• _WHAT THIS TASK INVOLVES_
Return the lines below word for word, starting with the line that contains "like [749, 421]." and continuing through the last line.

Collected data
## START
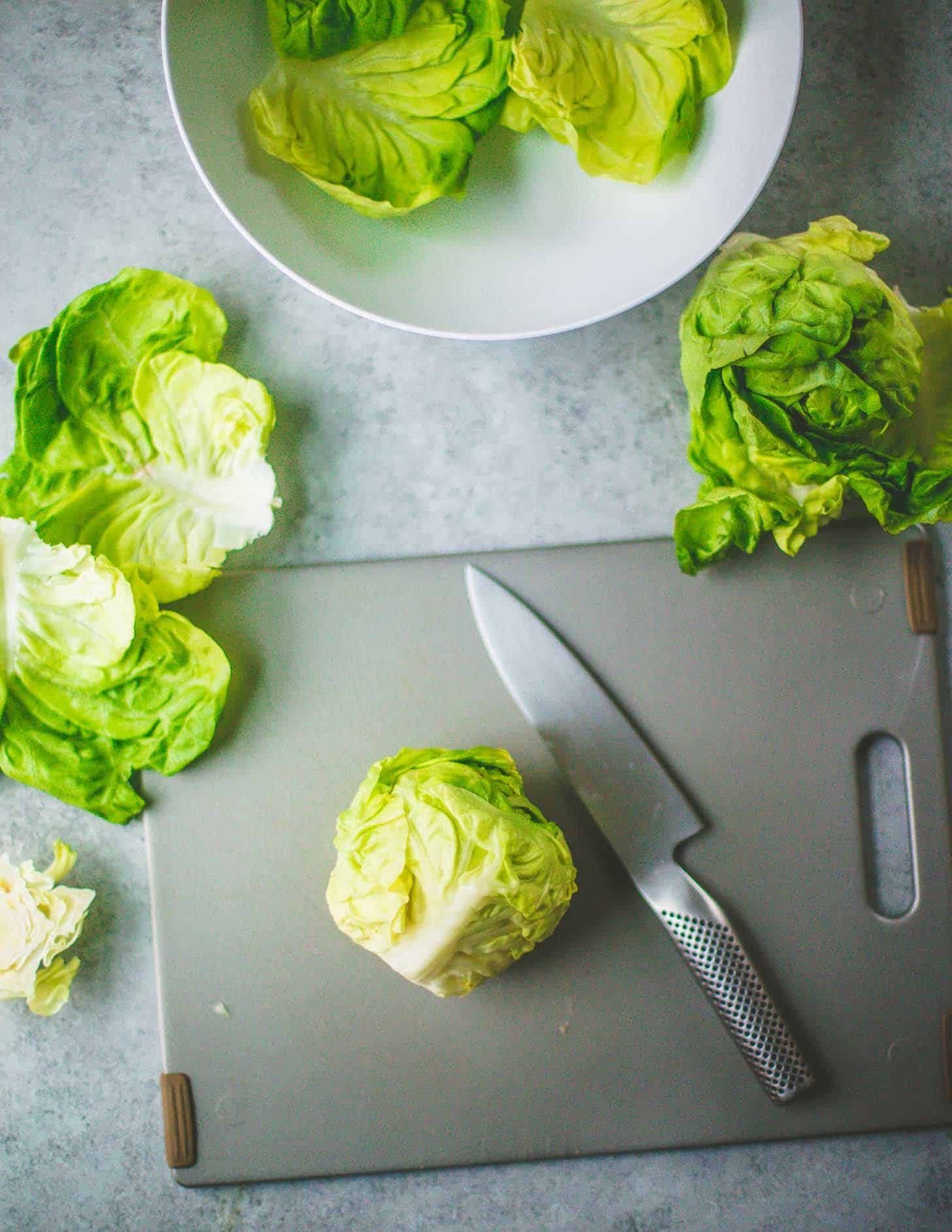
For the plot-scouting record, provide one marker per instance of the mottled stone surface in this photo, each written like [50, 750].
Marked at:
[568, 439]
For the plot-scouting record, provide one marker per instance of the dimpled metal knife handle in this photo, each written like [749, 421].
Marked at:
[708, 943]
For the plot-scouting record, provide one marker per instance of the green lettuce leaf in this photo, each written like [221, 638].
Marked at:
[391, 126]
[445, 869]
[129, 440]
[811, 382]
[97, 683]
[619, 80]
[73, 391]
[309, 30]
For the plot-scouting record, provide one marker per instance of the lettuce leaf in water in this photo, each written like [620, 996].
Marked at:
[129, 439]
[617, 80]
[390, 126]
[809, 381]
[96, 683]
[311, 29]
[445, 869]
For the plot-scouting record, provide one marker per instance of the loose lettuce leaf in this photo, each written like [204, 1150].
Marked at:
[619, 80]
[96, 681]
[129, 440]
[811, 382]
[74, 380]
[391, 126]
[39, 921]
[445, 869]
[312, 29]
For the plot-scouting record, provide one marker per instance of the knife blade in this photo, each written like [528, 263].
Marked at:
[645, 816]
## END
• _REPLY_
For the plot-scouting record, provide one marker per instance of the dimpled metal knife handle in this photo, each written like [749, 421].
Marked at:
[708, 943]
For the plot-scouting record, provide one marker per instance of the green lettuce leaf in this photo, each written like [221, 638].
Marked at:
[391, 126]
[445, 869]
[129, 440]
[811, 382]
[97, 683]
[619, 80]
[73, 391]
[309, 30]
For the plot-scouting record, provide one marker per instance of the lettuce leaf in water in this photo, each written like [620, 996].
Marked at:
[129, 439]
[617, 80]
[390, 126]
[809, 381]
[96, 683]
[311, 29]
[445, 869]
For the plot-scouting record, provide one marker per instance of the loose lettuce leaf in this photo, each written like [204, 1150].
Marked at:
[619, 80]
[96, 681]
[129, 440]
[811, 382]
[74, 380]
[391, 126]
[39, 921]
[445, 869]
[312, 29]
For the plot-scouting record, provide one marker per instance of the knife blade in this photo, each written like [528, 263].
Marked at:
[645, 816]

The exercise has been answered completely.